▸ **Document text**
————
A large, complex network may be divided into subnetworks for the purposes of analysis and design. The subnetworks are modeled as two-port
networks, interconnected to form the original network. The two-port
networks may therefore be regarded as building blocks that can be interconnected to form a complex network. The interconnection can be in
series, in parallel, or in cascade. Although the interconnected network
can be described by any of the six parameter sets, a certain set of parameters may have a definite advantage.
For example, when the networks are
in series, their individual z parameters add up to give the z parameters
of the larger network. When they are in parallel, their individual y parameters add up to give the y parameters the larger network. When they
are cascaded, their individual transmission parameters can be multiplied
together to get the transmission parameters of the larger network.
Fig. 1: Series connection of two
two-port networks.
————
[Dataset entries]
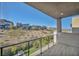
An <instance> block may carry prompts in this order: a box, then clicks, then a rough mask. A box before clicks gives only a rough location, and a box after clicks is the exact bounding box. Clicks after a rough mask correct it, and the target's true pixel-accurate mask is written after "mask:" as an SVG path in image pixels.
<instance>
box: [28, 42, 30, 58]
mask: <svg viewBox="0 0 79 59" xmlns="http://www.w3.org/2000/svg"><path fill="white" fill-rule="evenodd" d="M29 42H30V41H28V56H29V53H30V50H29V48H30V43H29Z"/></svg>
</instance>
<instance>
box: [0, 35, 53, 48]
mask: <svg viewBox="0 0 79 59" xmlns="http://www.w3.org/2000/svg"><path fill="white" fill-rule="evenodd" d="M48 36H52V35H48ZM48 36H45V37H48ZM40 38H44V37H40ZM40 38H36V39H32V40H27V41H24V42H19V43H16V44H11V45H7V46H1V47H0V49H1V48H6V47H9V46H14V45H18V44H22V43H26V42H29V41H34V40H39V39H40Z"/></svg>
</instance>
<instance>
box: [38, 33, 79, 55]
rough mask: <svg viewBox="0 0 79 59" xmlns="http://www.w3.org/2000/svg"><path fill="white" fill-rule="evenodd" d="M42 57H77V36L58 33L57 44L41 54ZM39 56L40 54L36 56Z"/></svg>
mask: <svg viewBox="0 0 79 59" xmlns="http://www.w3.org/2000/svg"><path fill="white" fill-rule="evenodd" d="M42 55H43V56H79V34H76V33H75V34H74V33H72V34H71V33H60V34H58V40H57V44H56V45H54V46H52V47H51V48H49V49H48V50H46V51H45V52H43V53H42ZM38 56H40V54H39V55H38Z"/></svg>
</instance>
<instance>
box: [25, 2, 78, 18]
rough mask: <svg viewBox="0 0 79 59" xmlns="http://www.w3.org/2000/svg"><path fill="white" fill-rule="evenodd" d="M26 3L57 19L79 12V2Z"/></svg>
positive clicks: (30, 5)
mask: <svg viewBox="0 0 79 59" xmlns="http://www.w3.org/2000/svg"><path fill="white" fill-rule="evenodd" d="M25 3H26V4H28V5H30V6H32V7H34V8H36V9H38V10H40V11H41V12H43V13H45V14H47V15H49V16H51V17H54V18H56V19H57V18H60V17H62V18H64V17H67V16H72V15H78V14H79V3H78V2H25Z"/></svg>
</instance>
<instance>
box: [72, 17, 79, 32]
mask: <svg viewBox="0 0 79 59" xmlns="http://www.w3.org/2000/svg"><path fill="white" fill-rule="evenodd" d="M72 33H79V16H75V17H73V18H72Z"/></svg>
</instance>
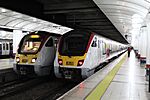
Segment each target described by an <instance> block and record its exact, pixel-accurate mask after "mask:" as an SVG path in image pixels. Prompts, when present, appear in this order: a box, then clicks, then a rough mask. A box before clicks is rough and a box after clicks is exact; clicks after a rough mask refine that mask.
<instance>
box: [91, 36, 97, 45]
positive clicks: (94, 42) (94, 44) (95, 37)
mask: <svg viewBox="0 0 150 100" xmlns="http://www.w3.org/2000/svg"><path fill="white" fill-rule="evenodd" d="M92 47H97V38H96V37H95V38H94V40H93V42H92Z"/></svg>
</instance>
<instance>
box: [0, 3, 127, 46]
mask: <svg viewBox="0 0 150 100" xmlns="http://www.w3.org/2000/svg"><path fill="white" fill-rule="evenodd" d="M0 7H4V8H7V9H11V10H14V11H17V12H20V13H23V14H27V15H30V16H34V17H37V18H39V19H43V20H46V21H49V22H53V23H56V24H60V25H64V26H67V27H70V28H73V29H76V28H81V29H88V30H91V31H93V32H96V33H97V34H100V35H102V36H105V37H107V38H110V39H113V40H116V41H118V42H121V43H128V42H127V40H126V39H125V37H124V35H122V34H121V33H120V31H118V30H117V29H116V26H114V25H113V24H112V22H111V21H110V20H109V19H108V18H107V16H106V15H105V14H104V13H103V12H102V11H101V10H100V9H99V7H98V6H97V5H96V4H95V3H94V1H93V0H0Z"/></svg>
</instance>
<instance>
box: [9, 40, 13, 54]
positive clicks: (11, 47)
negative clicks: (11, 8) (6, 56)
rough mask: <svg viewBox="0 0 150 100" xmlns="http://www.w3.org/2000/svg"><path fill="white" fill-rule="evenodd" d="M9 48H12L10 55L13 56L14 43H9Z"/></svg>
mask: <svg viewBox="0 0 150 100" xmlns="http://www.w3.org/2000/svg"><path fill="white" fill-rule="evenodd" d="M9 48H10V50H9V55H10V56H13V43H10V44H9Z"/></svg>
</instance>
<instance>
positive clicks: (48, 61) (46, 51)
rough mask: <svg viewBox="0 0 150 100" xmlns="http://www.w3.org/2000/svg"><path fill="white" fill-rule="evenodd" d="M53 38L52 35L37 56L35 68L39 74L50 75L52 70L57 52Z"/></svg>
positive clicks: (35, 64) (37, 73)
mask: <svg viewBox="0 0 150 100" xmlns="http://www.w3.org/2000/svg"><path fill="white" fill-rule="evenodd" d="M53 40H54V39H52V37H50V38H49V39H48V40H47V41H46V43H45V44H44V46H43V47H42V49H41V51H40V52H39V56H38V57H37V60H36V62H35V67H34V70H35V73H36V74H38V75H39V76H44V75H49V74H50V72H51V68H52V67H53V62H54V58H55V53H56V51H55V47H54V44H53V42H54V41H53ZM48 42H49V44H48ZM50 42H51V43H50ZM47 44H48V45H47Z"/></svg>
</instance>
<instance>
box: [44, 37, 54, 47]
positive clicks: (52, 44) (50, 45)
mask: <svg viewBox="0 0 150 100" xmlns="http://www.w3.org/2000/svg"><path fill="white" fill-rule="evenodd" d="M45 46H46V47H52V46H53V39H52V38H50V39H49V40H48V41H47V43H46V44H45Z"/></svg>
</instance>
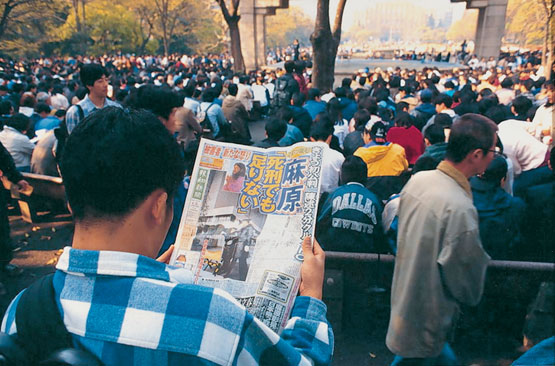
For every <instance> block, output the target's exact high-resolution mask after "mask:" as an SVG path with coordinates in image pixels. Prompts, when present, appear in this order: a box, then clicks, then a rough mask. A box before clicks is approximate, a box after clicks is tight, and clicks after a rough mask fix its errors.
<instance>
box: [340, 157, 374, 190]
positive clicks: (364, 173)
mask: <svg viewBox="0 0 555 366" xmlns="http://www.w3.org/2000/svg"><path fill="white" fill-rule="evenodd" d="M367 176H368V167H367V166H366V163H365V162H364V161H363V160H362V159H361V158H360V157H358V156H354V155H350V156H347V157H346V158H345V161H343V164H342V165H341V184H347V183H350V182H356V183H360V184H363V185H364V184H365V183H366V180H367Z"/></svg>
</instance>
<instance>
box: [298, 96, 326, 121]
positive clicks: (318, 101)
mask: <svg viewBox="0 0 555 366" xmlns="http://www.w3.org/2000/svg"><path fill="white" fill-rule="evenodd" d="M320 95H321V94H320V90H319V89H316V88H310V89H308V100H307V101H306V103H305V104H304V105H303V108H304V109H306V111H307V112H308V114H310V118H311V119H312V120H313V121H314V119H315V118H316V116H317V115H318V113H322V112H325V111H326V103H324V102H322V100H321V99H320Z"/></svg>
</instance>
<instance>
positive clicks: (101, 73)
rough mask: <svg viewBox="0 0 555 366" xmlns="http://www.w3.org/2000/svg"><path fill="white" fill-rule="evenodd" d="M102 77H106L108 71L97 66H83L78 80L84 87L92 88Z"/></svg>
mask: <svg viewBox="0 0 555 366" xmlns="http://www.w3.org/2000/svg"><path fill="white" fill-rule="evenodd" d="M102 76H106V77H108V76H109V74H108V71H106V69H105V68H104V67H103V66H101V65H99V64H84V65H83V66H81V70H80V71H79V78H80V79H81V82H82V83H83V85H84V86H92V85H94V82H95V81H97V80H98V79H101V78H102Z"/></svg>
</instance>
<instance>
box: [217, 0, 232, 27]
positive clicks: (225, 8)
mask: <svg viewBox="0 0 555 366" xmlns="http://www.w3.org/2000/svg"><path fill="white" fill-rule="evenodd" d="M216 1H217V2H218V5H220V9H222V14H223V15H224V19H225V21H226V23H229V21H230V20H231V15H230V14H229V11H228V10H227V5H226V4H225V0H216Z"/></svg>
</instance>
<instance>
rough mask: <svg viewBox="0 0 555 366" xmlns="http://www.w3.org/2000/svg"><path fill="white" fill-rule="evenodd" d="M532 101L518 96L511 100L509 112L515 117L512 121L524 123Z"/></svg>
mask: <svg viewBox="0 0 555 366" xmlns="http://www.w3.org/2000/svg"><path fill="white" fill-rule="evenodd" d="M533 105H534V104H533V103H532V101H531V100H530V99H529V98H527V97H525V96H524V95H519V96H518V97H516V98H515V99H514V100H513V104H512V105H511V112H512V113H513V114H514V115H515V117H514V119H516V120H518V121H526V118H527V116H528V111H529V110H530V108H532V107H533Z"/></svg>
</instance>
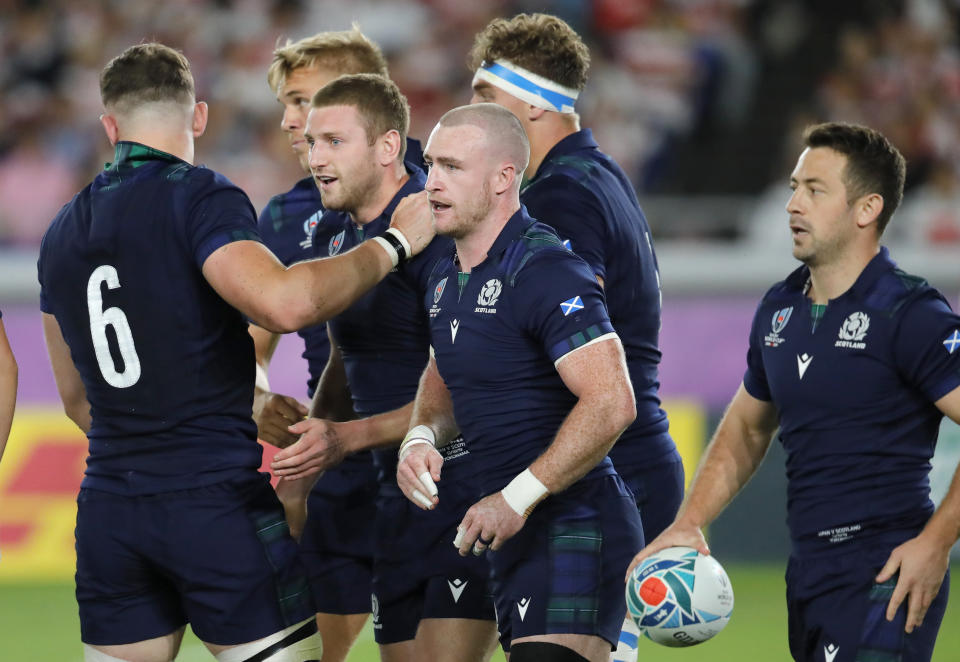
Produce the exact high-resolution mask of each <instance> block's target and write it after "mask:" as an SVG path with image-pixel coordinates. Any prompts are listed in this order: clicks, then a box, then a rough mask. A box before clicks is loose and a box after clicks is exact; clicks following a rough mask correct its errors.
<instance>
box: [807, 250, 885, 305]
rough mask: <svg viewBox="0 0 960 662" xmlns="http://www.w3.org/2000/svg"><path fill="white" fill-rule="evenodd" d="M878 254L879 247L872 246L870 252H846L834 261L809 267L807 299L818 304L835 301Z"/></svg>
mask: <svg viewBox="0 0 960 662" xmlns="http://www.w3.org/2000/svg"><path fill="white" fill-rule="evenodd" d="M879 252H880V246H879V245H874V246H873V247H872V251H871V250H869V249H867V248H866V247H865V248H864V249H863V250H858V251H848V252H846V253H845V254H844V255H843V256H840V257H838V259H836V260H832V261H830V262H828V263H826V264H820V265H816V266H812V267H810V287H809V288H808V289H807V297H808V298H809V299H811V300H812V301H813V303H818V304H825V303H827V302H829V301H831V300H832V299H836V298H837V297H839V296H840V295H841V294H843V293H844V292H846V291H847V290H849V289H850V288H851V287H853V284H854V283H855V282H857V278H859V277H860V274H861V273H863V270H864V269H865V268H866V267H867V265H868V264H869V263H870V260H872V259H873V258H874V256H875V255H876V254H877V253H879Z"/></svg>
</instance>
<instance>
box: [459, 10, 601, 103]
mask: <svg viewBox="0 0 960 662" xmlns="http://www.w3.org/2000/svg"><path fill="white" fill-rule="evenodd" d="M496 60H507V61H508V62H510V63H511V64H515V65H517V66H520V67H523V68H524V69H526V70H528V71H532V72H533V73H535V74H539V75H540V76H543V77H544V78H548V79H549V80H551V81H553V82H554V83H557V84H559V85H563V86H564V87H570V88H573V89H575V90H577V91H579V90H582V89H583V87H584V85H586V84H587V70H588V69H589V68H590V51H589V49H588V48H587V46H586V44H584V43H583V40H582V39H580V35H578V34H577V33H576V32H575V31H574V29H573V28H571V27H570V26H569V25H567V23H566V22H564V21H563V20H562V19H559V18H557V17H556V16H550V15H549V14H517V15H516V16H514V17H513V18H510V19H506V18H495V19H494V20H492V21H490V23H488V24H487V27H485V28H484V29H483V30H482V31H481V32H480V33H478V34H477V36H476V38H475V39H474V42H473V48H472V49H471V50H470V55H469V57H468V60H467V62H468V66H469V67H470V70H471V71H476V70H477V69H479V68H480V66H481V65H482V64H483V62H494V61H496Z"/></svg>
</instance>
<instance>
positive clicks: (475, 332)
mask: <svg viewBox="0 0 960 662" xmlns="http://www.w3.org/2000/svg"><path fill="white" fill-rule="evenodd" d="M529 154H530V152H529V145H528V142H527V139H526V136H525V134H524V131H523V127H522V125H521V124H520V122H519V120H518V119H517V118H516V117H515V116H514V115H513V114H512V113H511V112H510V111H508V110H506V109H504V108H502V107H501V106H498V105H496V104H489V103H484V104H476V105H472V106H464V107H461V108H456V109H454V110H452V111H450V112H448V113H447V114H445V115H444V116H443V117H442V118H441V120H440V123H439V124H438V125H437V126H436V128H435V129H434V131H433V133H432V134H431V136H430V140H429V141H428V143H427V148H426V150H425V158H426V160H427V163H428V164H429V165H430V174H429V177H428V178H427V185H426V187H427V191H428V193H429V197H430V201H431V205H432V207H433V214H434V219H435V224H436V228H437V231H438V234H442V235H446V236H449V237H452V238H453V239H454V240H455V244H456V253H455V254H453V255H448V256H446V257H444V258H442V259H441V260H440V261H439V262H437V263H436V265H435V266H434V268H433V269H432V270H431V274H430V277H429V280H428V285H429V287H428V289H427V292H426V294H425V297H424V305H425V307H426V308H427V310H428V314H429V317H430V321H429V324H430V339H431V344H432V346H433V348H434V352H435V361H434V360H431V363H430V364H429V366H428V368H427V372H426V373H425V375H424V377H423V378H422V380H421V387H420V390H419V391H418V394H417V400H416V403H415V408H414V414H413V417H412V420H411V423H412V424H413V425H414V427H413V428H412V429H411V430H410V432H409V433H408V435H407V437H406V440H405V441H404V444H403V446H402V447H401V461H400V464H399V466H398V471H397V480H398V484H399V485H400V487H401V489H403V491H404V494H405V495H406V496H407V497H408V498H409V499H411V501H412V502H413V503H416V504H418V505H420V506H421V507H424V508H430V507H434V508H435V507H436V503H437V496H436V495H435V492H436V490H435V486H434V483H435V482H436V481H437V480H439V479H440V465H441V464H442V457H441V456H440V454H439V453H438V452H437V450H436V449H435V446H436V447H443V446H444V445H446V444H447V443H448V442H449V441H450V440H451V439H453V438H454V437H455V434H456V432H457V430H458V429H459V430H462V432H463V435H464V437H465V438H466V439H467V441H468V444H469V447H470V458H471V466H472V467H473V470H474V473H475V474H476V476H477V479H478V480H479V483H480V487H481V493H482V494H483V495H485V496H483V498H482V499H480V500H479V501H478V502H477V503H475V504H474V505H473V506H471V507H470V509H469V510H468V511H467V513H466V515H465V516H464V518H463V520H462V522H461V523H460V526H459V527H458V534H457V537H456V539H455V540H454V544H455V545H456V546H457V547H458V548H459V550H460V553H461V554H468V553H470V552H471V551H472V552H473V553H477V554H481V553H483V552H484V551H485V550H487V549H488V548H489V549H491V550H493V551H492V552H491V553H490V554H489V560H490V564H491V570H492V581H493V588H494V599H495V602H496V606H497V618H498V628H499V631H500V641H501V644H502V646H503V648H504V650H505V651H508V652H509V655H510V659H511V661H512V662H530V661H532V660H537V661H538V662H544V661H547V662H553V661H567V660H569V661H574V660H591V661H593V662H600V661H601V660H602V661H605V660H607V659H608V658H609V655H610V651H611V650H612V649H613V648H614V647H615V645H616V642H617V640H618V639H619V635H620V628H621V624H622V621H623V618H624V614H625V603H624V596H623V584H622V583H621V578H622V573H621V574H619V575H618V574H617V569H618V568H622V569H626V566H627V564H628V563H629V560H630V556H631V554H632V552H633V550H632V549H631V545H633V546H639V545H642V543H643V533H642V529H641V523H640V517H639V515H638V513H637V508H636V504H635V502H634V500H633V496H632V495H631V494H630V492H629V490H628V489H627V488H626V486H625V485H624V483H623V482H622V480H621V479H620V477H619V476H618V475H617V473H616V471H615V470H614V468H613V464H612V463H611V461H610V459H609V458H608V457H607V452H608V451H609V450H610V448H611V446H612V445H613V443H614V441H616V439H617V437H618V436H619V435H620V433H621V432H622V431H623V430H624V429H625V428H626V427H627V426H628V425H629V424H630V423H632V422H633V419H634V416H635V412H636V409H635V402H634V396H633V389H632V387H631V385H630V378H629V374H628V372H627V367H626V360H625V357H624V354H623V347H622V345H621V343H620V340H619V339H618V337H617V335H616V333H615V332H614V331H613V327H612V326H611V324H610V320H609V318H608V315H607V311H606V307H605V306H604V301H603V291H602V289H601V287H600V285H599V283H598V282H597V280H596V277H595V274H594V273H593V271H592V270H591V268H590V267H589V266H588V265H587V264H586V263H585V262H584V261H583V260H582V259H580V258H579V257H577V256H576V255H574V254H573V253H571V252H570V251H569V250H567V249H566V248H565V247H564V246H563V244H562V242H561V240H560V239H559V237H558V236H557V235H556V233H554V232H553V231H552V230H551V229H550V228H549V227H547V226H545V225H543V224H541V223H538V222H537V221H535V220H534V219H532V218H531V217H530V216H529V215H527V213H526V211H525V210H524V209H523V208H522V207H521V206H520V199H519V190H520V179H521V176H522V173H523V172H524V171H525V169H526V168H527V163H528V159H529ZM542 220H543V221H544V222H546V223H549V222H550V219H549V218H544V219H542ZM454 418H455V420H454ZM444 480H448V479H447V478H445V479H444ZM426 495H432V497H431V498H430V499H429V500H430V505H429V506H428V505H426V504H425V503H424V501H425V497H426ZM439 500H440V501H442V500H443V499H442V496H441V498H440V499H439Z"/></svg>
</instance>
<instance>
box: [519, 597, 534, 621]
————
▸ **To do**
#1 Translate this sentence from the passage on two-port networks into Spanish: "The interconnection can be in series, in parallel, or in cascade."
#2 Find every line of the entries that contains the word "positive", matching case exactly, and copy each of those lines.
These entries are unrelated to the passage on two-port networks.

▸ **Task responses**
#1 La interconexión puede ser en serie, en paralelo o en cascada.

#2
positive clicks: (30, 5)
positive clicks: (94, 42) (94, 44) (95, 37)
positive clicks: (11, 47)
positive clicks: (48, 61) (46, 51)
positive clicks: (35, 64) (37, 73)
positive clicks: (52, 44) (50, 45)
positive clicks: (364, 173)
positive clicks: (318, 101)
positive clicks: (101, 73)
positive clicks: (225, 8)
positive clicks: (475, 332)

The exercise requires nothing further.